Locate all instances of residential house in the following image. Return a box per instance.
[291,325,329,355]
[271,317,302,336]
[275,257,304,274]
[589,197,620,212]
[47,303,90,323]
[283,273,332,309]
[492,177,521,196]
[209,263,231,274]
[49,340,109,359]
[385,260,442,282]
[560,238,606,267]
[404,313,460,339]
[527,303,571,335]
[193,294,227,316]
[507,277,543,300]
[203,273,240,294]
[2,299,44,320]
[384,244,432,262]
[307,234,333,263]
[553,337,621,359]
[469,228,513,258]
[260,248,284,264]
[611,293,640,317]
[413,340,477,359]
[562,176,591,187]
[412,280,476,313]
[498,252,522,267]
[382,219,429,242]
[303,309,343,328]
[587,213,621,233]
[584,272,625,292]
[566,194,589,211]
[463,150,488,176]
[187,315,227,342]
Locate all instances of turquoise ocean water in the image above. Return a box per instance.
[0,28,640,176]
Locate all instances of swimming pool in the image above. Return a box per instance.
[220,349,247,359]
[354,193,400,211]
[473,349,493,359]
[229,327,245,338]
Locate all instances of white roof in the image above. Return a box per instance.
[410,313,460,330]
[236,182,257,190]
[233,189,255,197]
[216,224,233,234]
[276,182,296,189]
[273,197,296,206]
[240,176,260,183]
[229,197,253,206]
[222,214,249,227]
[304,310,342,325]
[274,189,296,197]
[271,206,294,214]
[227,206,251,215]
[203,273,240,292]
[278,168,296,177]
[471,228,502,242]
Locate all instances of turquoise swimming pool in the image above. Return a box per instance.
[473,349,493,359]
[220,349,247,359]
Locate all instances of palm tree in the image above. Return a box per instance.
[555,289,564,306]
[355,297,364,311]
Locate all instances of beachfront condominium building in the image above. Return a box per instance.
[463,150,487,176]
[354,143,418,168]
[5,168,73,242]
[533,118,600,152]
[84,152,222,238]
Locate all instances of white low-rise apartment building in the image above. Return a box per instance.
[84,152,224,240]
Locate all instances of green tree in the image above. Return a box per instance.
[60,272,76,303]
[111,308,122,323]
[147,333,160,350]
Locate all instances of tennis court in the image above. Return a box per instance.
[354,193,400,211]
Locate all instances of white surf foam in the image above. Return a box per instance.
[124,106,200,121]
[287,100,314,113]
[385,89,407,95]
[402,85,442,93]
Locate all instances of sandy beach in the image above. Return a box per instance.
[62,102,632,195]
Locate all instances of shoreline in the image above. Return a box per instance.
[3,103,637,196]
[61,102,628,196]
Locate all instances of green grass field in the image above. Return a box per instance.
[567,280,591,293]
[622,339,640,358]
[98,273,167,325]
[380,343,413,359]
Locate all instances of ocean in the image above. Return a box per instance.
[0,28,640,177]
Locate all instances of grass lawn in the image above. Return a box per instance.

## Task statement
Output everything from the line containing "Locate all instances of swimming" down to the line containing "[84,152,224,240]", both included, as a numbered list with any blank lines left out.

## Exercise solution
1. Locate all instances of swimming pool in the image above. Return a box per instance.
2. [220,349,247,359]
3. [354,193,400,211]
4. [473,349,493,359]
5. [229,327,245,338]
6. Locate all instances of white roof in the image above. Return a box per instance.
7. [410,313,460,330]
8. [236,182,257,190]
9. [233,189,255,197]
10. [216,224,233,234]
11. [276,182,296,189]
12. [273,197,296,206]
13. [240,176,260,183]
14. [229,197,253,206]
15. [222,214,249,227]
16. [304,310,342,325]
17. [274,189,296,197]
18. [271,206,294,214]
19. [227,206,251,215]
20. [203,273,240,292]
21. [278,168,296,177]
22. [471,228,502,242]
23. Locate all instances of turquoise swimming pool in the image above. Return a box per instance.
24. [473,349,493,359]
25. [220,349,247,359]
26. Locate all instances of palm tree in the image above. Return a box per instance.
27. [555,289,564,306]
28. [355,297,364,311]
29. Locate all instances of beachfront condominium building in the image above. Return a box per instance.
30. [463,150,487,176]
31. [354,143,418,168]
32. [5,168,73,242]
33. [533,118,600,152]
34. [84,152,222,238]
35. Locate all instances of white low-rise apartment building in the image above. Return a box per instance.
36. [84,152,224,240]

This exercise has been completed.